■ Written exercise
List each line of the records below that contains the string "such". Case counts.

■ Records provided

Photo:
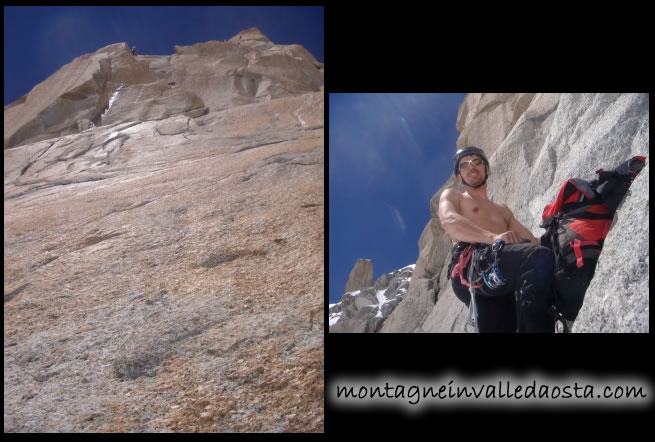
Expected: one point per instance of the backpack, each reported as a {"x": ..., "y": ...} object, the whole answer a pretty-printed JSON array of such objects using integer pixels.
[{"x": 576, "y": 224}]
--
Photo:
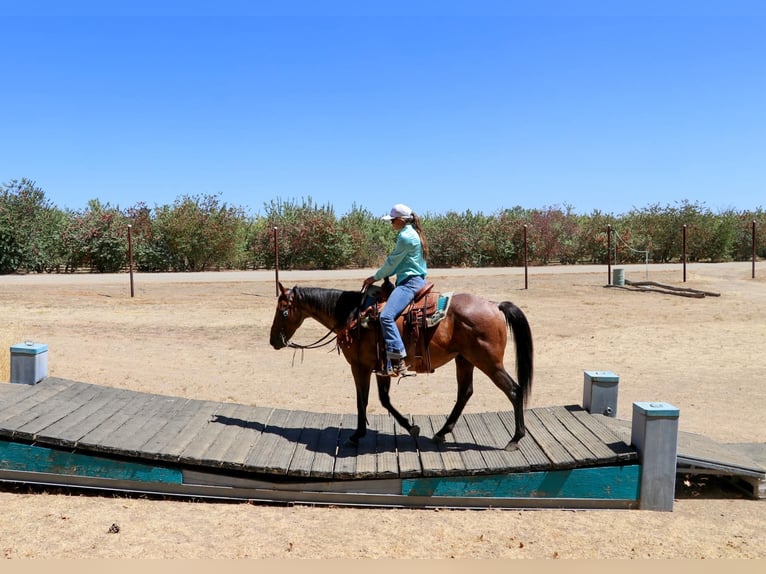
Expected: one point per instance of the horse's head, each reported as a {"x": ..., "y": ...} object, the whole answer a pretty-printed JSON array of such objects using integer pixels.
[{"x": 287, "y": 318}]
...
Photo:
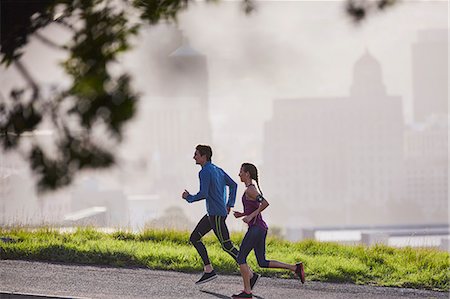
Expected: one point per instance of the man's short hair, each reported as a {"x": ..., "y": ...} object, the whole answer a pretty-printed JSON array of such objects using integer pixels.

■ Answer for the task
Expected: one point per instance of the backpack, each reported as a {"x": ..., "y": ...} object, the whole answer a pretty-printed JSON array of such objects using integer pixels.
Expected: one point per instance of the horse's head, each reported as a {"x": ..., "y": ...} object, the whole answer a pretty-printed JSON array of such objects using integer pixels.
Expected: one point per instance of the man's short hair, each reported as a {"x": ..., "y": ...} object, the whole answer a pretty-printed JSON array of such objects using integer pixels.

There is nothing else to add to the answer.